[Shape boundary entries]
+++++

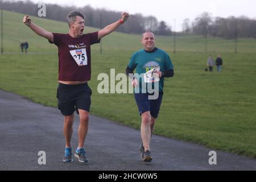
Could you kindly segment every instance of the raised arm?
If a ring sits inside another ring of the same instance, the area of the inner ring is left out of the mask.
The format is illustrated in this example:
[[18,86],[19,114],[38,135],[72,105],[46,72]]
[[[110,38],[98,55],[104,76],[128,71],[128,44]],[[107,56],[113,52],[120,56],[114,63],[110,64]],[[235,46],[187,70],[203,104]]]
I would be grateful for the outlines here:
[[98,34],[98,39],[100,39],[104,36],[110,34],[117,29],[121,24],[123,23],[129,16],[129,14],[126,12],[122,13],[122,18],[118,21],[109,24],[103,29],[100,30]]
[[52,33],[32,23],[31,19],[28,15],[24,16],[23,21],[23,23],[34,31],[35,33],[47,39],[51,42],[53,42],[53,35]]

+++++

## [Requirements]
Write out all the rows again with "raised arm" changed to "lifted arm" and every other part kept the same. Leave out the pictures.

## [Reply to the exercise]
Could you kindly segment every instance of the lifted arm?
If a ring sits inside another ring of the same instance, the area of the inner ring is left out of the mask.
The format is illustrated in this example:
[[18,86],[19,114],[38,135],[72,105],[46,72]]
[[[110,38],[98,55],[104,76],[128,71],[128,44]],[[107,56],[113,52],[120,56],[114,63],[110,64]],[[235,46],[187,70],[203,104]]]
I would be grateful for the outlines here:
[[98,34],[98,39],[100,39],[104,36],[110,34],[117,29],[121,24],[123,23],[129,16],[129,14],[126,12],[122,13],[122,18],[118,21],[109,24],[103,29],[100,30]]
[[52,33],[32,23],[31,19],[28,15],[24,16],[23,21],[23,23],[34,31],[35,33],[47,39],[51,42],[53,42],[53,35]]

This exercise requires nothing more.